WRITTEN EXERCISE A: For the text on recommender systems below, decide whether each statement agrees with it. Answer yes or no for each, and quote the deciding words of the text exactly. (i) NNMF builds on Probabilistic Matrix Factorization. (ii) The Conclusion section performs experiments to evaluate GUB. (iii) PMF passes the element-wise product of latent vectors into a feed-forward neural network.
==================================================
The article is organized into the following sections: The Related Work section introduces the related work on RS; the GUB Recommendation Method section elaborates on the overall architecture and recommendation process of GUB; the Experiment Results section performs experiments to evaluate and analyze GUB; the Conclusion section summarizes the work of this article.
Related Work
With the increase in user needs in recent years, RS receives more and more attention from researchers, who have proposed a large number of innovative methods that combine the latest models and greatly improve the effectiveness of recommendation.
It is currently a popular research field to combine RS with deep learning. 16 Most of the deep learning-based approaches are proposed in early use multilayer perceptron (MLP) for item recommendation. Neural Network Matrix Factorization (NNMF) 17 and Neural Collaborative Filtering (NCF) 18 are typical examples of them. NNMF makes improvements on Probabilistic Matrix Factorization (PMF) 19 and its related derivative models. Unlike PMF, which directly sums the element-wise product of latent vectors of users and items, NNMF inputs the result of an element-wise product together with the original hidden vector into a feed-forward neural network and trains it.
==================================================
WRITTEN EXERCISE B: Extract every line of the records below that contains the string "side".
==================================================
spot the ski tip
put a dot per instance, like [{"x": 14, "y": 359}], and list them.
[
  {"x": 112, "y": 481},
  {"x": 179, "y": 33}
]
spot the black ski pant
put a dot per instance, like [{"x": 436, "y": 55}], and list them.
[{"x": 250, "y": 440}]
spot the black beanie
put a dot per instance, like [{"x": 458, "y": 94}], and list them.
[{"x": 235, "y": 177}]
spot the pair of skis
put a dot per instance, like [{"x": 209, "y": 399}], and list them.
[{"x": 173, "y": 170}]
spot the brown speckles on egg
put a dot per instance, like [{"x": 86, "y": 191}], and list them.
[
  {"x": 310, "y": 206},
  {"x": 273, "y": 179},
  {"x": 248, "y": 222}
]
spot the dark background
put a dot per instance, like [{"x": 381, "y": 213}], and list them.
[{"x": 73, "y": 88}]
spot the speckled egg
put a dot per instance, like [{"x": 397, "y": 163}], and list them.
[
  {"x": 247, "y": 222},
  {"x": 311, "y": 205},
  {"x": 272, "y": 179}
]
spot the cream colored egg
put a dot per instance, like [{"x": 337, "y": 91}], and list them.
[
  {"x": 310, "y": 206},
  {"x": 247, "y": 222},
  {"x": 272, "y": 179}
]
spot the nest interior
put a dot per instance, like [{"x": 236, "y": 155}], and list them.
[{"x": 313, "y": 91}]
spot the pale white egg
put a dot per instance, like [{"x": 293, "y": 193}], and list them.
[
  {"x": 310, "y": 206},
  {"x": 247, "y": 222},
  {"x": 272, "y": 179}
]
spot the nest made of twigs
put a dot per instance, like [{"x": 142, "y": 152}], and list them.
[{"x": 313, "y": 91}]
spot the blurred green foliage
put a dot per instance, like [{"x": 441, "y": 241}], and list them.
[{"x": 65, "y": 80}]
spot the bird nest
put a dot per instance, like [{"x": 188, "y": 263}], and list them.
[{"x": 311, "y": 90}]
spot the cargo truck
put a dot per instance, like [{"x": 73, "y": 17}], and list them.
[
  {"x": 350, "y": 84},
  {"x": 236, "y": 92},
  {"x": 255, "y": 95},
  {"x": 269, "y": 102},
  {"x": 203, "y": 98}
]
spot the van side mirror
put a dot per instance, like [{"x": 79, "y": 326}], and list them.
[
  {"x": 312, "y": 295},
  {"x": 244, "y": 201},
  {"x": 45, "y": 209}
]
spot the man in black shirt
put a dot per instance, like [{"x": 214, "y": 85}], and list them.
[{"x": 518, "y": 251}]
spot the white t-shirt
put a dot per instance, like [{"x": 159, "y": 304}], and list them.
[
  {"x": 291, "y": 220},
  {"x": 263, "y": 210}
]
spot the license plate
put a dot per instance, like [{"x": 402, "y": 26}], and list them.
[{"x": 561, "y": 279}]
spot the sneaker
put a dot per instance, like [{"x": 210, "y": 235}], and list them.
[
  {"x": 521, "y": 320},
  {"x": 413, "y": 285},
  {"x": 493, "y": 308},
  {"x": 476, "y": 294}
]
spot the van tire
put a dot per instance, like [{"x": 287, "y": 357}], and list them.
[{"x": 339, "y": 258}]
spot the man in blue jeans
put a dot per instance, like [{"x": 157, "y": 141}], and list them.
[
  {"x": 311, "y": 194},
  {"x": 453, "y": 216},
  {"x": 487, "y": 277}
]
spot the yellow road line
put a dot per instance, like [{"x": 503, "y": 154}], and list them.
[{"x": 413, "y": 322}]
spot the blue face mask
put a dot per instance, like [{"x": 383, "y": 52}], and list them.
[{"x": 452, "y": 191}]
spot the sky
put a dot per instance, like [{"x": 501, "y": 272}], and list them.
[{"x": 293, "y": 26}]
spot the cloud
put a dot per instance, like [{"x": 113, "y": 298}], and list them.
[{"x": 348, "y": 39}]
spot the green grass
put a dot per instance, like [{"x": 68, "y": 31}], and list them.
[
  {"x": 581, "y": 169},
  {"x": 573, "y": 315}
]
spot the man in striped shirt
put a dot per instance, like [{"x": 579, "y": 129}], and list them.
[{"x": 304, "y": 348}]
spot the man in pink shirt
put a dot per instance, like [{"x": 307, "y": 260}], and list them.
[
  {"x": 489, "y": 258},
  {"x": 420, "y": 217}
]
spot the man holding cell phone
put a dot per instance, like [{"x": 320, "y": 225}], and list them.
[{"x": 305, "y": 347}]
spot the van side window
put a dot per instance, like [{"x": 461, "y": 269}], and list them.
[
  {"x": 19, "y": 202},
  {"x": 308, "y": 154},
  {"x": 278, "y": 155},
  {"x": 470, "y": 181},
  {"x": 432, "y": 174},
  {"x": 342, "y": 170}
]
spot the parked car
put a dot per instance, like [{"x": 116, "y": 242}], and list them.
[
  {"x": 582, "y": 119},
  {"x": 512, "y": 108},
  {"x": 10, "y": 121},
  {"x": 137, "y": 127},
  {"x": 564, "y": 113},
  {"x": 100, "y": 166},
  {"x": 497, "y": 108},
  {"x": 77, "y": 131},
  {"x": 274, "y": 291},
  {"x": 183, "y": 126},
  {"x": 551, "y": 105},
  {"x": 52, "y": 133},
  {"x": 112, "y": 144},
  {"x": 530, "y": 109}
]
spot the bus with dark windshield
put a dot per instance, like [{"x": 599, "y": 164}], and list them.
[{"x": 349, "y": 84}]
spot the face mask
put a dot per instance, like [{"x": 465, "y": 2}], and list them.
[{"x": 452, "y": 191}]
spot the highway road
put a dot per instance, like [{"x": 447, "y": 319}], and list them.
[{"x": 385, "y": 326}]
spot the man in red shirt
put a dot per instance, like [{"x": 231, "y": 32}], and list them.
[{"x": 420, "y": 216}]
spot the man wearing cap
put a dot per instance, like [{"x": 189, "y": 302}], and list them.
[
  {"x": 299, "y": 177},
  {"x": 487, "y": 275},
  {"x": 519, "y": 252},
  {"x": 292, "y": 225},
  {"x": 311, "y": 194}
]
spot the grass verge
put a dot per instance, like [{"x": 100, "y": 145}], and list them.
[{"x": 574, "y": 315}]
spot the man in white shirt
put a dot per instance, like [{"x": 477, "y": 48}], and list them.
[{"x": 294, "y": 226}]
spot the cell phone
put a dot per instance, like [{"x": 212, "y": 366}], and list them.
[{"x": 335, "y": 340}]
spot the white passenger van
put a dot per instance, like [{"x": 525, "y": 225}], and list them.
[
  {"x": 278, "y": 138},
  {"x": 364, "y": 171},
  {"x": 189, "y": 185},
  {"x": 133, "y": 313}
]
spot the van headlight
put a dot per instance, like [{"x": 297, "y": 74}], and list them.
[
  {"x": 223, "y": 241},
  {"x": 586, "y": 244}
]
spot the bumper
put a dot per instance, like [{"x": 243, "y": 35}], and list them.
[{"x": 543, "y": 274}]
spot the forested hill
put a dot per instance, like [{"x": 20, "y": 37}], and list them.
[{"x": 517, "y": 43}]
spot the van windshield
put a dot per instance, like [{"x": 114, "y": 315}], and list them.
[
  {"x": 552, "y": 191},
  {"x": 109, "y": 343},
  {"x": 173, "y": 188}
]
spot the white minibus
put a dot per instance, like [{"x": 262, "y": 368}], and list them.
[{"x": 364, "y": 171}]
==================================================
ANSWER A:
(i) Yes: "NNMF makes improvements on Probabilistic Matrix Factorization (PMF) 19 and its related derivative models."
(ii) No: "the Experiment Results section performs experiments to evaluate and analyze GUB; the Conclusion section summarizes the work of this article."
(iii) No: "Unlike PMF, which directly sums the element-wise product of latent vectors of users and items"

ANSWER B:
spot the van side mirror
spot the van side window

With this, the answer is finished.